• **Your objective**:
Your answer should be the entries below, reproduced character for character.

• **Exercise inputs**:
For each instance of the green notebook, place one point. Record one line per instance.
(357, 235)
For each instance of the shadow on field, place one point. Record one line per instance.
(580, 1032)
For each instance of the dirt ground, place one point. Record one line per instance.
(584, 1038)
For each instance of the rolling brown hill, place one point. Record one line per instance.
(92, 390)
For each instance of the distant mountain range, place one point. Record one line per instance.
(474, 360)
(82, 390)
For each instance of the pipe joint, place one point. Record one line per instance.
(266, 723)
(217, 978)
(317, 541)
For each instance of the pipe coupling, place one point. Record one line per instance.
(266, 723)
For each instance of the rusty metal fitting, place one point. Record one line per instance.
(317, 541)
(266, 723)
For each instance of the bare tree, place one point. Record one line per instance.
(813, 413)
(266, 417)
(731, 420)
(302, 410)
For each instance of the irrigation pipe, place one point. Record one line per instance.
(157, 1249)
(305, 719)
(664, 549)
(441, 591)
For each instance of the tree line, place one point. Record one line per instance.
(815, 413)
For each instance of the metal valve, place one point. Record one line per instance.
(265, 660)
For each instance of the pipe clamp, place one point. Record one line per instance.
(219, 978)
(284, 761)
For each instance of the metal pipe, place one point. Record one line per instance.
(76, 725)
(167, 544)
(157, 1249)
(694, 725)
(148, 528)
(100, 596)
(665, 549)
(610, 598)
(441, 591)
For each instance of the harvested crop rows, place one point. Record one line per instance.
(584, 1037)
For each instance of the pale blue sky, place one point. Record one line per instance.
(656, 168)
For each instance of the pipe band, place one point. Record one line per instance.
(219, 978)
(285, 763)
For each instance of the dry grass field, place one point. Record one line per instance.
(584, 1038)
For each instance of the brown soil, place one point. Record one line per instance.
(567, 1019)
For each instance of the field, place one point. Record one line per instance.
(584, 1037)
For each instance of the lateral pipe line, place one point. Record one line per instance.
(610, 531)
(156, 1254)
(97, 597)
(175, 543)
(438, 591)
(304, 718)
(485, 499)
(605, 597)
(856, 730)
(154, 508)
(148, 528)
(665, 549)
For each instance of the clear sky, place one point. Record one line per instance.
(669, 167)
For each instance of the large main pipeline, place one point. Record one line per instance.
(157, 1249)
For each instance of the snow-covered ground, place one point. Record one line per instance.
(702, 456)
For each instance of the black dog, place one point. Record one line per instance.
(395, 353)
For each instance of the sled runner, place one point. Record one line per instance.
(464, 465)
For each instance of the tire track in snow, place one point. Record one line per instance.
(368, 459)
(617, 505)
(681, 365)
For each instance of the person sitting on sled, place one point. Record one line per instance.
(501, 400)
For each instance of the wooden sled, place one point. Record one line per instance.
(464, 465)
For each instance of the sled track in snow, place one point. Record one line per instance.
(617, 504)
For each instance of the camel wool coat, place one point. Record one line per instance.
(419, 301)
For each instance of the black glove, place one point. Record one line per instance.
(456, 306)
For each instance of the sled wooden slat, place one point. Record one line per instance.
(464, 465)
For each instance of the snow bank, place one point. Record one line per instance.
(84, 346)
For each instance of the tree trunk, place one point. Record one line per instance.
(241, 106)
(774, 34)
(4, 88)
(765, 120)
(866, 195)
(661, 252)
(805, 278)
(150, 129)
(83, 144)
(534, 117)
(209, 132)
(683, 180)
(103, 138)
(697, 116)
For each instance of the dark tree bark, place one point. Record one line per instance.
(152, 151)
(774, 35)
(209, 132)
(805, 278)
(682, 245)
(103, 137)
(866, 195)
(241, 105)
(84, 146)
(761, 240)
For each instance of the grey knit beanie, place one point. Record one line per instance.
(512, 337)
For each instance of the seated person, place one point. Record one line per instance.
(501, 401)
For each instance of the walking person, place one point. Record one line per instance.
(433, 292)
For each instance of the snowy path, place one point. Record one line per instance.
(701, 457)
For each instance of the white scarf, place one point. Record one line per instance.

• **Response below**:
For each instance of the green notebook, place one point. Record one line per instance.
(357, 235)
For each instance of the shadow on field, place one point. Record one line per instance.
(580, 1032)
For each instance of the dirt ground, place one point. Record one line per instance.
(584, 1038)
For each instance of the rolling brown hill, place one point. Record one line per instance.
(92, 390)
For each instance of the distant mountain range, place one point. Record one line per instance.
(474, 360)
(82, 390)
For each instance of the pipe joint, place one point. Record one line per instance.
(266, 723)
(217, 978)
(317, 541)
For each instance of the pipe coupling, place one point. Record one line per instance.
(266, 723)
For each instance of the rusty metal fitting, place one point. Record one line per instance.
(317, 541)
(266, 723)
For each instance of the bare tree, place one point. Record one line per instance.
(813, 413)
(266, 417)
(731, 420)
(302, 410)
For each instance of the irrigation pipe, place one point. Record one line per instance.
(157, 1249)
(305, 719)
(664, 549)
(441, 591)
For each instance of the tree line, place one point. Record one line per instance.
(815, 413)
For each instance of the metal valve, place one point. Record one line per instance.
(265, 660)
For each instance of the pipe clamp, place one point. Record one line per instance.
(219, 978)
(284, 761)
For each instance of the metal pipe, place one point. Record one line per instance.
(76, 725)
(167, 544)
(157, 1249)
(694, 725)
(148, 528)
(100, 596)
(665, 549)
(610, 598)
(441, 591)
For each instance of the harvested crop rows, place one point. Record one line per instance.
(584, 1037)
For each instance of the pale blue sky, place one point. Record one line per instance.
(656, 168)
For each instance of the pipe band, place one point. Record one line per instance.
(219, 978)
(285, 763)
For each instance of the dry grass field, place one point. Record one line per instance.
(584, 1038)
For each instance of the brown soil, place one point. Record one line per instance.
(567, 1019)
For each instance of the field, place one point. Record one line per instance.
(584, 1037)
For each instance of the lateral pipe line, place one point. Record one line per instance.
(610, 531)
(156, 1254)
(97, 597)
(175, 543)
(438, 591)
(304, 718)
(485, 499)
(605, 597)
(856, 730)
(154, 508)
(148, 528)
(665, 549)
For each instance of the clear sky, place one point. Record one line per instance.
(669, 167)
For each instance of the large main pipeline, place one point. Record one line per instance.
(157, 1249)
For each instance of the snow-covered ground, place one point. Record one line per instance.
(702, 456)
For each instance of the black dog, place one point. Record one line per instance.
(395, 353)
For each instance of the sled runner, place one point. Record one line per instance.
(464, 465)
For each instance of the tire track in snow, place one point. Record one line per instance.
(368, 459)
(617, 505)
(681, 365)
For each instance of the person sitting on sled, place one point. Record one line per instance.
(501, 400)
For each instance of the wooden sled, place one point. Record one line per instance.
(464, 465)
For each instance of the sled track in snow, place one point. Record one line per instance.
(617, 504)
For each instance of the camel wool coat, place one point. Record one line per instance.
(419, 301)
For each instance of the black glove, place one point. Record one line per instance.
(456, 306)
For each instance of the sled wooden slat, place one point. Record one line per instance.
(464, 465)
For each instance of the snow bank, place one point. Record one line per instance.
(84, 346)
For each instance of the tree trunk, place one point. Record one line per instance.
(241, 106)
(774, 34)
(4, 88)
(765, 120)
(866, 195)
(661, 252)
(805, 278)
(150, 129)
(83, 144)
(534, 117)
(209, 132)
(683, 180)
(103, 138)
(697, 116)
For each instance of the dark tree bark, place one point. Record one line per instance.
(152, 151)
(774, 35)
(209, 132)
(805, 278)
(682, 245)
(103, 137)
(866, 195)
(241, 105)
(84, 146)
(761, 240)
For each instance of the grey knit beanie, place one point. Record one line per instance.
(512, 337)
For each instance of the seated person, place one point. Record one line per instance.
(501, 401)
For each instance of the walking person, place one point. Record one line per instance.
(433, 292)
For each instance of the snowy path, place one point. Record one line per instance.
(701, 457)
For each instance of the white scarf, place one point. Record one line per instance.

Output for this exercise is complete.